▶ [Texto a revisar]:
■ ■ ■
En el fastuoso mundo de los flashes y las portadas, donde las emociones parecen filtrarse a través de declaraciones estudiadas y sonrisas congeladas, Isabel Preysler guardaba un secreto que helaba la sangre. Mientras disfrutaba de cenas exclusivas, posaba en alfombras rojas y ofrecía entrevistas cuidadosamente medidas, la reina del papel couché sabía, desde hacía cinco años, que Mario Vargas Llosa estaba condenado por una enfermedad incurable.
Fuentes cercanas a la familia han confirmado que Preysler fue informada del diagnóstico en el mismo verano de 2020, cuando el mundo se confinaba por el COVID-19 y la muerte dejaba de ser una idea lejana para convertirse en presencia cotidiana. En ese contexto, Vargas Llosa recibió una noticia devastadora: su cuerpo estaba librando una batalla que jamás ganaría. Sin embargo, el escritor, fiel a su estilo reservado y elegante, decidió seguir viviendo como si nada hubiera cambiado, aferrado a la pluma como a un salvavidas invisible.
Cinco años de decadencia ocultos tras la gloria mediática
La revelación es aún más impactante cuando se considera que durante ese lustro, el autor siguió viajando, escribiendo, dando conferencias y apareciendo en eventos públicos. La enfermedad no lo doblegó en apariencia, pero sí lo acompañó en silencio, como un personaje secundario que poco a poco iba robándose el protagonismo en la última novela de su vida. La gran incógnita que ahora sacude a la opinión pública es: ¿por qué Isabel Preysler no dijo nada?
■ ■ ■
▶ [Registros proporcionados]:
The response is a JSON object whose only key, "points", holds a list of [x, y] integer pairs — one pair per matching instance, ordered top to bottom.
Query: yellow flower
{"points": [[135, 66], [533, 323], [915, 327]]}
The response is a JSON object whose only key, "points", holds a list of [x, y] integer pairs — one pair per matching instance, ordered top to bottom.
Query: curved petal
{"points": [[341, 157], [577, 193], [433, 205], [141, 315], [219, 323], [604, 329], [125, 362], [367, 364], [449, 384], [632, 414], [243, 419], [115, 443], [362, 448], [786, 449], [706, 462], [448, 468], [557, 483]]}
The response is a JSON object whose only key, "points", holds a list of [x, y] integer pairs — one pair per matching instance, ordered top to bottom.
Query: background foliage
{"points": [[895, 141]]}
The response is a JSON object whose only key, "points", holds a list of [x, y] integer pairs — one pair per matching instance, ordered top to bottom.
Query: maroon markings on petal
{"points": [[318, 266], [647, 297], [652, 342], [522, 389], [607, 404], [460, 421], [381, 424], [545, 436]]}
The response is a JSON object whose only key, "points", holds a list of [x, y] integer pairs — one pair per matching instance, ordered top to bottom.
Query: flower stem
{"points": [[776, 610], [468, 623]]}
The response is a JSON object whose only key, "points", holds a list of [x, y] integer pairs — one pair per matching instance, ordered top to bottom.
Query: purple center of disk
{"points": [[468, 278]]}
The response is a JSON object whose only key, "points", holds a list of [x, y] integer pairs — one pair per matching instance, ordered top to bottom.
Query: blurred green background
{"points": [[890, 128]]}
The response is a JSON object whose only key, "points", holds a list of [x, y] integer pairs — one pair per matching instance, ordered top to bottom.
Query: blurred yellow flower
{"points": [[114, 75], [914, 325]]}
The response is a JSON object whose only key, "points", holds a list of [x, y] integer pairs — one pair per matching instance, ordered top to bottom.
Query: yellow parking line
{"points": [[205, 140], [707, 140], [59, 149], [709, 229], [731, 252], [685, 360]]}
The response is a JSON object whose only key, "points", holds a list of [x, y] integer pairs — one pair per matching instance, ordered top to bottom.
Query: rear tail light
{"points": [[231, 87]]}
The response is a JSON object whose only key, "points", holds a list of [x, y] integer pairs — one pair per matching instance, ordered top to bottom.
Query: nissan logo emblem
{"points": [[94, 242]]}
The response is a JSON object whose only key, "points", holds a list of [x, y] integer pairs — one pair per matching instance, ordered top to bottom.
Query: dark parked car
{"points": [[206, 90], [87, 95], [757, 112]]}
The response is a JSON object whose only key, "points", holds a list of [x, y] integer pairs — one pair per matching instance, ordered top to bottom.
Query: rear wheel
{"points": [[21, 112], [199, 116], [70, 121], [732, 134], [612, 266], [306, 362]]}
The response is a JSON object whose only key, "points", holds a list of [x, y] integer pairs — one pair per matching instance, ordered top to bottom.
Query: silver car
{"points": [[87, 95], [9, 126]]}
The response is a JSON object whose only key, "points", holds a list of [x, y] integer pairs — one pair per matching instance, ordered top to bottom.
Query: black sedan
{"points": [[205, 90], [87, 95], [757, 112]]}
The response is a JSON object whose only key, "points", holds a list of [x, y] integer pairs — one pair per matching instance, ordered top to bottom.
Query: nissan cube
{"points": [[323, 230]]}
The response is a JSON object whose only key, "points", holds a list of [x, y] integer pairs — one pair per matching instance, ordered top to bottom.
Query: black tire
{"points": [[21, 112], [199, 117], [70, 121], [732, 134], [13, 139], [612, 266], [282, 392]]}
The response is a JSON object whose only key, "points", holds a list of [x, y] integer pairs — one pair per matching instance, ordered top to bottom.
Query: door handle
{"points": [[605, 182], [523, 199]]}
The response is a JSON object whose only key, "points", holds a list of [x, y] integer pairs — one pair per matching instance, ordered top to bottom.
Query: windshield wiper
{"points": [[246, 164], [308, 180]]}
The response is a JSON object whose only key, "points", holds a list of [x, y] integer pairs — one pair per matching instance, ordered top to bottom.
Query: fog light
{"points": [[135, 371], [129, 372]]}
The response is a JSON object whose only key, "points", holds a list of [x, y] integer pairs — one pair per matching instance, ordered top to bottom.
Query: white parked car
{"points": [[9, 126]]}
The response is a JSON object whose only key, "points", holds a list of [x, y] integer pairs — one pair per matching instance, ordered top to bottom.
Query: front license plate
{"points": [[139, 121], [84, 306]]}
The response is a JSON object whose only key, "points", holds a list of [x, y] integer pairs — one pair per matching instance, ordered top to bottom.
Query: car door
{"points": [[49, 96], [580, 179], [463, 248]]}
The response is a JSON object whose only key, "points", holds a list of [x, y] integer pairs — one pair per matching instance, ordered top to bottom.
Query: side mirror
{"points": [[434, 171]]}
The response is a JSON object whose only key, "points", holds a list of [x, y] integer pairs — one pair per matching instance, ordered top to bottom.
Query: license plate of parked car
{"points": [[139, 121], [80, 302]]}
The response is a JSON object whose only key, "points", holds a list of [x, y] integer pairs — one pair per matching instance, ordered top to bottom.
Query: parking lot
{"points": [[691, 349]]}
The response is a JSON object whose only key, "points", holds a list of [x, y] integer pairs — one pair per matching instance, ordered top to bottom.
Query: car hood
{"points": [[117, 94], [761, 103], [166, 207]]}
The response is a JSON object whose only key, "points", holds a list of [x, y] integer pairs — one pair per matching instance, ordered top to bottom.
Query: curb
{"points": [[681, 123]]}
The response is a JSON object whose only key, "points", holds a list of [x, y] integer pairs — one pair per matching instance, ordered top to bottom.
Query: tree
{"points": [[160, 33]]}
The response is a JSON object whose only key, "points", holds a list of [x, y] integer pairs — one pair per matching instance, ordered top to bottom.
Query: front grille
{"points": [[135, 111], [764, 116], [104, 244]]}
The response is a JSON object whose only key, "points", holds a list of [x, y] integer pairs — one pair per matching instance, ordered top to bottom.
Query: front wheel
■ ■ ■
▶ [Trabajo requerido]:
[a] ¿Qué actividades, según el texto sobre Isabel Preysler, siguió realizando el autor durante los cinco años posteriores al diagnóstico? Enuméralas todas.
[b] Cita literalmente el texto sobre Isabel Preysler desde "Fuentes cercanas a" hasta "un salvavidas invisible.", incluido este último fragmento.

▶ [Respuestas en orden]:
[a]
- Viajar
- Escribir
- Dar conferencias
- Aparecer en eventos públicos

[b]
Fuentes cercanas a la familia han confirmado que Preysler fue informada del diagnóstico en el mismo verano de 2020, cuando el mundo se confinaba por el COVID-19 y la muerte dejaba de ser una idea lejana para convertirse en presencia cotidiana. En ese contexto, Vargas Llosa recibió una noticia devastadora: su cuerpo estaba librando una batalla que jamás ganaría. Sin embargo, el escritor, fiel a su estilo reservado y elegante, decidió seguir viviendo como si nada hubiera cambiado, aferrado a la pluma como a un salvavidas invisible.